Supplied data
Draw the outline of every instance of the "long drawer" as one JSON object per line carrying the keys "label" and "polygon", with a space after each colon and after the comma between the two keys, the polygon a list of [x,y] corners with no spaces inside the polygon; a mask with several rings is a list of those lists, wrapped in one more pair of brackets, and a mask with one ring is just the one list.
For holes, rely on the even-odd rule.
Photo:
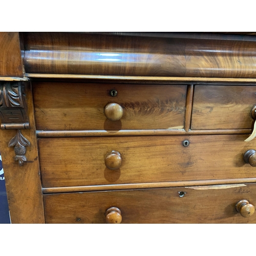
{"label": "long drawer", "polygon": [[240,209],[249,216],[255,199],[255,184],[44,196],[47,223],[104,223],[112,207],[122,223],[256,223],[256,213],[245,218],[236,207],[247,200]]}
{"label": "long drawer", "polygon": [[256,147],[255,141],[244,141],[247,137],[41,138],[38,144],[42,185],[256,178],[256,167],[243,159],[248,150]]}
{"label": "long drawer", "polygon": [[38,130],[184,126],[187,86],[43,82],[33,85]]}
{"label": "long drawer", "polygon": [[251,129],[255,86],[196,86],[191,128]]}

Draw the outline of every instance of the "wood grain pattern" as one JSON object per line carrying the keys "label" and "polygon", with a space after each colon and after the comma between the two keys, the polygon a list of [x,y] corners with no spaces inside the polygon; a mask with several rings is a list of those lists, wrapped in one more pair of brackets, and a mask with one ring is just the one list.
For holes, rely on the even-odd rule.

Directions
How many lines in the records above contain the word "those"? Reply with the number alone.

Task result
2